EXERCISE MATERIALS start
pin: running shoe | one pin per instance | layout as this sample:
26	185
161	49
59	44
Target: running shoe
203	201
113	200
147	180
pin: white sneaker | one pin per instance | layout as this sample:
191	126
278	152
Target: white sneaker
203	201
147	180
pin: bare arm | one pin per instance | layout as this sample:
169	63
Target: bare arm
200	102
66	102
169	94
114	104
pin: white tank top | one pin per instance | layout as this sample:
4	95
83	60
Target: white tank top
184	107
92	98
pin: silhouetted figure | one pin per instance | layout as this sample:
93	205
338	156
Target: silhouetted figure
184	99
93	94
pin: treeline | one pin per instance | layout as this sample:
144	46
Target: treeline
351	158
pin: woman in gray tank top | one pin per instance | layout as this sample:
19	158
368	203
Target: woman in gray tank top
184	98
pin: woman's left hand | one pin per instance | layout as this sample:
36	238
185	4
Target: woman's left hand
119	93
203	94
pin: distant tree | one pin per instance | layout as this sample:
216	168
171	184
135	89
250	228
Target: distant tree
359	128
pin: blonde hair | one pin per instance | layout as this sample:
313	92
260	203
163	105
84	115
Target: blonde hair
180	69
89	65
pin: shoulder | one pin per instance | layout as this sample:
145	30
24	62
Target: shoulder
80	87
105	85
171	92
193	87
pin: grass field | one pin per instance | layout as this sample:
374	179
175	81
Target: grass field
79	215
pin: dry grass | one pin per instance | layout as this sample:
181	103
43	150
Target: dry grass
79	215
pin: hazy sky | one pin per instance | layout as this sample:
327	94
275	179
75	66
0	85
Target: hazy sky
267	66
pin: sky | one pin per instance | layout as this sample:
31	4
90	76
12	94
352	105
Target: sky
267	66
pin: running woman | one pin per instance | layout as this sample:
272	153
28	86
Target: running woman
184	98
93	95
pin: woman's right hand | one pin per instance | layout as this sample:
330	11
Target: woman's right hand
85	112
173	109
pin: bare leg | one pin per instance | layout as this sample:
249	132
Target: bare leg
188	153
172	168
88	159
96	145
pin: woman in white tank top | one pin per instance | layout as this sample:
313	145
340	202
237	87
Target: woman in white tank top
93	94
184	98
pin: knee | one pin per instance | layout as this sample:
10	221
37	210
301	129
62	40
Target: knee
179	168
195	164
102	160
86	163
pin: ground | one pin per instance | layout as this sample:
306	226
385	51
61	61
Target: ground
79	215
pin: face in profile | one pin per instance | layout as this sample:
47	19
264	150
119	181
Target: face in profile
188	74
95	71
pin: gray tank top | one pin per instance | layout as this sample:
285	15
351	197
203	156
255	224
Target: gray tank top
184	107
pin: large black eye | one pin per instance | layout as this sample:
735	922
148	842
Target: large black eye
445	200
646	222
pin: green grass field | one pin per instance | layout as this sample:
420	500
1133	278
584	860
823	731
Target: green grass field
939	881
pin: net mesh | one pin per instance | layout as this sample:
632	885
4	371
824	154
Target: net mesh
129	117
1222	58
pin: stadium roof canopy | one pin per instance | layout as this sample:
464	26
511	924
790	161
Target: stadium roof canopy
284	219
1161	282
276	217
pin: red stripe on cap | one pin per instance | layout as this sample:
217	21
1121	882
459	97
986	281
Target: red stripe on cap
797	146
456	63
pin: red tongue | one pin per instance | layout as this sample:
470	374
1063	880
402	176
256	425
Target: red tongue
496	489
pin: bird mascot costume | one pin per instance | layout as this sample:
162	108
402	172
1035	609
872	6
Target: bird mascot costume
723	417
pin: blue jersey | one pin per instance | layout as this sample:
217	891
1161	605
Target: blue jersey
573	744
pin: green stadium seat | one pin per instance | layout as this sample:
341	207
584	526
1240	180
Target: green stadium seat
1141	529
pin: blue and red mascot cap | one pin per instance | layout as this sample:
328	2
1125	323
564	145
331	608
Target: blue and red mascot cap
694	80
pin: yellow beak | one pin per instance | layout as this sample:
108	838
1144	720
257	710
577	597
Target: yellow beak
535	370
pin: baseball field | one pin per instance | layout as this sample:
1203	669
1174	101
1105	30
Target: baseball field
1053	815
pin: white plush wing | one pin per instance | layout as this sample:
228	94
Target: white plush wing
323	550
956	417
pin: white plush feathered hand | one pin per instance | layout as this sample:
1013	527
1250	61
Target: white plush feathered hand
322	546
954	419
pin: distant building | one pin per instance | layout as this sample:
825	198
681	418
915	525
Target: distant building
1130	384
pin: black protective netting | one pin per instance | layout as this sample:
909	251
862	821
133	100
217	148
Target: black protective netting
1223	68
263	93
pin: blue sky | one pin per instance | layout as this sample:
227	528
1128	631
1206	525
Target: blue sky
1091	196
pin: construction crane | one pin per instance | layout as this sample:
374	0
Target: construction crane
EXERCISE MATERIALS end
EXERCISE AIM: Repeat the records above word for word, from the first line to the last.

IN RESPONSE:
pin: running shoe | one pin per instance | layout as this sample:
26	185
161	49
59	44
Target: running shoe
203	201
113	200
147	180
pin: white sneaker | one pin per instance | layout as this sample:
191	126
278	152
Target: white sneaker
203	201
147	180
pin: bare arm | one pin per instance | layout as this sample:
169	63
Target: bare arm
200	102
66	102
169	94
114	104
pin: white tank top | one pin per instance | layout as this sample:
4	95
83	60
Target: white tank top
184	107
92	98
pin: silhouetted figure | one pin per instance | layout as this sample:
93	205
338	156
Target: silhouetted figure
184	99
93	94
pin: treeline | one pin per instance | layout as this sample:
144	46
Target: treeline
351	158
pin: woman in gray tank top | one pin per instance | layout as this sample:
19	158
368	203
Target: woman in gray tank top
184	98
pin: woman's left hand | one pin per instance | layout as this sample:
36	238
185	4
Target: woman's left hand
119	93
203	94
pin: distant tree | one pin per instance | layout as this sample:
216	168
171	184
135	89
250	228
Target: distant tree
359	128
pin: blonde hair | one pin per instance | layout as this sample:
313	92
260	203
163	105
84	115
Target: blonde hair
180	69
89	65
pin: shoulder | one pin per instance | layout as this sample:
145	30
24	62
Target: shoulder
80	87
105	85
171	92
193	87
pin: grass field | one pin per instance | layout as this sample:
374	179
175	81
Target: grass field
79	215
pin: dry grass | one pin per instance | layout as this sample:
181	103
43	150
Target: dry grass
79	215
pin: hazy sky | one pin per instance | layout as this sample:
327	94
275	179
75	66
0	85
Target: hazy sky
267	66
pin: sky | one pin per instance | layout as this sample:
31	4
90	76
12	94
352	105
Target: sky
267	66
pin: running woman | one pin per instance | layout as this sample:
272	153
28	86
Target: running woman
184	98
93	95
pin: woman's right hand | one pin per instance | layout as this sample:
330	11
Target: woman's right hand
85	112
173	109
pin: bare leg | one pin per instance | layout as this sample:
249	132
Target: bare leg
188	153
172	168
88	159
96	145
pin: woman in white tank top | one pin per instance | layout as this sample:
313	145
340	202
237	87
Target: woman in white tank top
93	94
184	98
pin: knee | one pin per instance | layout as this sample:
10	221
37	210
301	129
62	40
Target: knee
179	168
195	164
102	160
86	163
pin: ground | one pin per instance | layout as this sample:
306	226
385	51
61	61
Target: ground
79	215
pin: face in profile | one pin per instance | layout as this sample:
47	19
264	150
119	181
Target: face in profile
188	74
95	71
pin: gray tank top | one pin per instance | layout as this sample:
285	15
351	197
203	156
255	224
Target: gray tank top
184	107
pin: large black eye | one pin per instance | layout as this sample:
735	922
148	842
Target: large black eye
445	200
646	222
pin: green grass field | one pin per instance | layout as this sample:
420	500
1133	278
584	860
823	731
Target: green grass field
939	881
pin: net mesh | one pin per instance | layout as this sample:
632	885
4	371
824	154
Target: net mesh
129	117
1222	58
pin: stadium roof canopy | one pin per instance | layout as this sample:
464	26
511	924
790	161
Target: stadium roof canopy
284	219
1161	282
276	217
pin: red stripe on cap | one pin per instance | layout as this sample:
217	21
1121	882
459	97
986	281
Target: red stripe on cap
797	146
456	63
pin: red tongue | one pin per instance | layout as this sample:
470	374
1063	880
402	176
256	425
Target: red tongue
496	489
pin: bird mascot costume | one pin per instance | layout as this sample:
162	108
402	172
1035	609
872	6
Target: bird mascot costume
723	417
pin: blue jersey | one pin per instance | layout as this sample:
217	891
1161	605
Target: blue jersey
573	744
pin: green stadium seat | one pin per instance | layout as this sample:
341	207
584	526
1240	180
Target: green stadium seat
1141	529
pin: blue and red mascot cap | one pin per instance | layout as this sample:
328	2
1125	323
564	145
331	608
Target: blue and red mascot cap
694	80
pin: yellow beak | one pin per instance | layout as this sample:
108	838
1144	720
257	710
577	597
Target: yellow beak
535	370
pin: baseball field | one pin per instance | layout as this sample:
1203	669
1174	101
1105	30
Target: baseball field
1053	815
pin: white plush wing | one pin per instance | layout as this sample:
228	94
Target: white plush wing
323	550
956	417
pin: white plush feathered hand | one pin per instance | layout as this sample:
1013	527
1250	61
Target: white plush feathered hand
322	546
954	419
pin: distant building | one pin per instance | layout as this sample:
825	198
681	418
915	525
Target: distant building
1130	384
pin: black protective netting | one pin per instance | layout as this sample:
909	251
862	821
133	100
217	148
Target: black protective netting
1223	68
263	93
pin: blue sky | one pin per instance | layout as this sample:
227	528
1128	631
1206	525
Target: blue sky
1091	196
pin: construction crane | one pin per instance | layout as this sample:
374	0
Target: construction crane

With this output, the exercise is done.